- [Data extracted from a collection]
------------
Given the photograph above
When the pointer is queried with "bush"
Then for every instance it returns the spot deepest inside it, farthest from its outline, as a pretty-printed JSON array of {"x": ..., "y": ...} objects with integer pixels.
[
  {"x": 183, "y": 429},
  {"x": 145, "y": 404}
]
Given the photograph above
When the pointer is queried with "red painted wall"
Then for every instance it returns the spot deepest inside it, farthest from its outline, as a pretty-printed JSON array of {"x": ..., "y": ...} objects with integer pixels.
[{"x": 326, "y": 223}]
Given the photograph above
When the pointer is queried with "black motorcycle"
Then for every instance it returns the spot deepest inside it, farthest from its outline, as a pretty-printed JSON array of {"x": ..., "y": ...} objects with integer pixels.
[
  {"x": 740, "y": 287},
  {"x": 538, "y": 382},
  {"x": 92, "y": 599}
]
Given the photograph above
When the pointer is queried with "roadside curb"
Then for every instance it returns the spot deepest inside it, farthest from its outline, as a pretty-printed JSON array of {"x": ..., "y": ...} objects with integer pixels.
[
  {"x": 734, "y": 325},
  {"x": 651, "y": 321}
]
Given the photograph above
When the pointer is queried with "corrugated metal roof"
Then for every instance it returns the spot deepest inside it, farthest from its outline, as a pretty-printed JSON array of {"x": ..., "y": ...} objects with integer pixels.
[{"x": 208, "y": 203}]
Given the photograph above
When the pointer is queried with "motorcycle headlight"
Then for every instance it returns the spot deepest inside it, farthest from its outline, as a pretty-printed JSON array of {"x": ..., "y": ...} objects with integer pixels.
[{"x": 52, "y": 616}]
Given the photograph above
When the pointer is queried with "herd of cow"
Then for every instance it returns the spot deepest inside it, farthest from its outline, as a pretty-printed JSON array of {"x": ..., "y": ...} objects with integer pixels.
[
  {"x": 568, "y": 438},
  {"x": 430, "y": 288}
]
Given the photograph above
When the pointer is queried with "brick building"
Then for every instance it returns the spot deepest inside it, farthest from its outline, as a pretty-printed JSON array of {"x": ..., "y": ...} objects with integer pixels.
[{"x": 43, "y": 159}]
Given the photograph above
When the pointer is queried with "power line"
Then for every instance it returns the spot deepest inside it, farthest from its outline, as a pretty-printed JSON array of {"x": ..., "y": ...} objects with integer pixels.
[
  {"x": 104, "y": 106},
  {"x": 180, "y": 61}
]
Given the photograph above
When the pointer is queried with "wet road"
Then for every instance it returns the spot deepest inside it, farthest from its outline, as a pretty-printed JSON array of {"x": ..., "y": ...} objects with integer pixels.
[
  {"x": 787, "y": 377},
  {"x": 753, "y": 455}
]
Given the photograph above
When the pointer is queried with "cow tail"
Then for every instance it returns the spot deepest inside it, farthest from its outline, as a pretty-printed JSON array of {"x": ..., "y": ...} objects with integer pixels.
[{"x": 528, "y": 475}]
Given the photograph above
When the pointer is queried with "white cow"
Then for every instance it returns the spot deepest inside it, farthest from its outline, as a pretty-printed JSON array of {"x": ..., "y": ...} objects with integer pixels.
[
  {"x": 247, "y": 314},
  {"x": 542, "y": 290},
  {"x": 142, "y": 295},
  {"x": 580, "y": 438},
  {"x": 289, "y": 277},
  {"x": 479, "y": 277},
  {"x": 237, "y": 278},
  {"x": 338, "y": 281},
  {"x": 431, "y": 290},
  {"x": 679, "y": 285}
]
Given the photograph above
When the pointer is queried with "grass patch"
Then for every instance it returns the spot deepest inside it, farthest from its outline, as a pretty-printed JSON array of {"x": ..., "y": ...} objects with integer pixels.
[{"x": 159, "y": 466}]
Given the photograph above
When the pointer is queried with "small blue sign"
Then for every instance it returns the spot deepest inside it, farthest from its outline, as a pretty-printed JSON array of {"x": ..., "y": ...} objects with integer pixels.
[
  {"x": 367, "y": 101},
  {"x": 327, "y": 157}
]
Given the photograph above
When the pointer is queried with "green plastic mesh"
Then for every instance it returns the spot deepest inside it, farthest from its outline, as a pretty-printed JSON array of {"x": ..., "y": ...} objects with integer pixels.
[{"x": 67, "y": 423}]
------------
- [Instructions for the task] Word for word, return each of the entries.

- [Output for this task]
Given the photograph above
When the pointer is queried with "bush"
Then for every instance it returns the spot deepest inside it, farthest from its outline, as a pretty-printed JSON array of {"x": ..., "y": ...} objects with integer pixels.
[
  {"x": 183, "y": 429},
  {"x": 145, "y": 404}
]
Given the photograph above
When the pointer is queried with "red painted wall"
Then for every instance it returns the spot deepest inside it, farthest from its outline, as a pretty-printed JSON array of {"x": ..., "y": ...} objects with integer pixels.
[{"x": 326, "y": 223}]
Given the photograph above
When the pointer is queried with "black motorcycle"
Then for every instance it returns the spot deepest inside it, farthest from its outline, as a pretty-printed JSON array of {"x": ..., "y": ...} objects with integer pixels.
[
  {"x": 740, "y": 287},
  {"x": 538, "y": 382},
  {"x": 92, "y": 599}
]
Given the photograph above
When the pointer is queried with "roadside curb"
Then for every instance it returns the spot deepest inside it, farthest from its outline, as a pretty-printed JSON array of {"x": ..., "y": ...} objects with integer pixels.
[
  {"x": 734, "y": 325},
  {"x": 651, "y": 321}
]
Given the photograph above
When the pointer is queried with "corrugated metal roof"
Then for every instance it returns the spot deepest inside it, farthest from its outline, as a pretty-printed JSON array of {"x": ..., "y": ...} objects with integer pixels.
[{"x": 208, "y": 203}]
Given the photograph above
When the pointer is queried with "motorcycle headlight"
Then for every instance it returns the spot deepest inside it, farthest from its outline, as a pretty-printed JSON array of {"x": ..., "y": ...} objects with integer pixels.
[{"x": 52, "y": 616}]
Given the photograph above
When the pointer is queried with "herd of cow"
Then for every instance it returns the spot deepest inside it, farthest from its outline, as a pretty-printed JSON array of {"x": ..., "y": ...} objects with integer pixels.
[
  {"x": 568, "y": 438},
  {"x": 430, "y": 288}
]
Given the photograph above
When the pointer is queried with "brick building"
Then for every instance it returns the spot deepest inside it, farthest from its outline, as a pretty-printed JSON array of {"x": ..., "y": ...} objects with integer pixels.
[{"x": 43, "y": 159}]
Given the photograph above
When the pointer is queried with "power line"
Then for every instance it returns the spot deepest inside it, farthest from its outline, as a pretty-printed JSON array of {"x": ..., "y": ...} objects with integer pixels.
[
  {"x": 104, "y": 106},
  {"x": 180, "y": 61}
]
Given the photograph above
When the pointer is queried with "wet road"
Then for every instance it returns the spot deepest inside it, farthest from its outline, as a pretty-printed JSON array of {"x": ..., "y": ...} objects with integer pixels.
[
  {"x": 787, "y": 377},
  {"x": 753, "y": 455}
]
Given the photograph above
When the pointer is queried with "cow tail"
Then for every instance it returns the spot deepest inside it, farthest from its outline, as a pretty-printed JSON array of {"x": ..., "y": ...} objects with integer pixels.
[{"x": 528, "y": 475}]
Given the photograph above
When the pointer is queried with "white cow"
Then for every instance it returns the spot deepest inside it, farthest from its outline, as a pretty-printed JSON array of {"x": ..., "y": ...} objects with integer pixels.
[
  {"x": 247, "y": 314},
  {"x": 542, "y": 290},
  {"x": 142, "y": 295},
  {"x": 580, "y": 438},
  {"x": 289, "y": 277},
  {"x": 479, "y": 277},
  {"x": 237, "y": 278},
  {"x": 338, "y": 281},
  {"x": 431, "y": 290},
  {"x": 679, "y": 285}
]
Given the photograph above
When the pointer is queried with "grass patch"
Then for every instance it returns the spot deepest inside it, farthest from its outline, as a pretty-printed JSON array of {"x": ..., "y": ...} objects with integer pixels.
[{"x": 159, "y": 466}]
Given the photograph above
When the pointer is queried with "small blue sign"
Then for every instance it returns the spot deepest inside it, farthest from its outline, as a pretty-printed JSON array of {"x": ..., "y": ...} objects with integer pixels.
[
  {"x": 367, "y": 101},
  {"x": 327, "y": 157}
]
Given the photograph above
When the pointer is queried with "green plastic mesh"
Then for every instance it returns the spot deepest inside it, farthest from its outline, as a pretty-printed JSON array of {"x": ..., "y": ...} objects with integer pixels.
[{"x": 67, "y": 423}]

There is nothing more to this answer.